Task instructions
Please update the stretch from the line containing "the white baseboard?" through the end of the items by replacing "innermost" with "most central" and leaving all else unchanged. Return only those lines.
**** Information given
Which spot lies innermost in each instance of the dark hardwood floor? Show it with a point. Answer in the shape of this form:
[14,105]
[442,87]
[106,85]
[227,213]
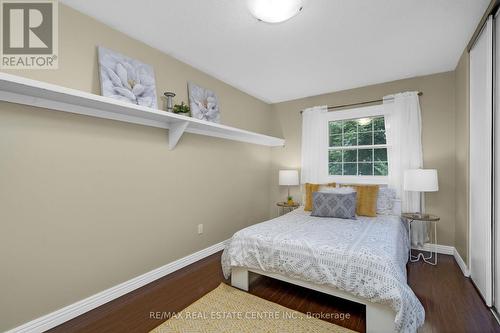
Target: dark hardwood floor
[450,300]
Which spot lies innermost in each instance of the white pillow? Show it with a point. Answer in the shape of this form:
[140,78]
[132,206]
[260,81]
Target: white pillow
[385,200]
[340,190]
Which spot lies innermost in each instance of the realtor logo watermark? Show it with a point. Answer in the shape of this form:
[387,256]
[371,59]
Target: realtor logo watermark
[29,34]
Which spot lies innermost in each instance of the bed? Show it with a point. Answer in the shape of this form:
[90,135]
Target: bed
[362,260]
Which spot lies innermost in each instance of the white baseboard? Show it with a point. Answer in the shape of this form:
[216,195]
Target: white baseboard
[442,249]
[461,263]
[449,250]
[76,309]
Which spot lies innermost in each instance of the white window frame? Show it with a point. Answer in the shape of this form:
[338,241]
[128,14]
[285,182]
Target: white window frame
[362,112]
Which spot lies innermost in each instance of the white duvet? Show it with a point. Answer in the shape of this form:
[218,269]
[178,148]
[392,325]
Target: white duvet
[365,257]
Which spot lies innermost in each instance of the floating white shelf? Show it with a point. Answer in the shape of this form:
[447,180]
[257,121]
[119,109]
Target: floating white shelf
[16,89]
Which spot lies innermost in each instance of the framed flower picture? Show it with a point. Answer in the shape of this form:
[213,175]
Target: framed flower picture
********
Complete output
Which spot lies most central in each instance of the white baseboard? Show it with a point. Answer in the shape of this form:
[216,195]
Target: white baseboard
[442,249]
[461,263]
[449,250]
[76,309]
Which spot lies most central in each instance of the white window frame? Show it with a point. Answer in the shape of this form:
[338,241]
[128,14]
[285,182]
Target: white window frame
[362,112]
Which spot lies most central in each instance of the white duvet? Show it with a point. Answer in the shape of this form:
[218,269]
[178,148]
[392,325]
Target: white duvet
[365,257]
Which spot lies most central in each instance of the floating white shelf? Show it with a point. Answer in the shape of this form:
[447,180]
[257,121]
[119,109]
Target: floating white shelf
[16,89]
Which spot lies most central in each instance of the framed flower picture? Show it with a point. Answer in the shape of this form:
[213,175]
Target: framed flower picture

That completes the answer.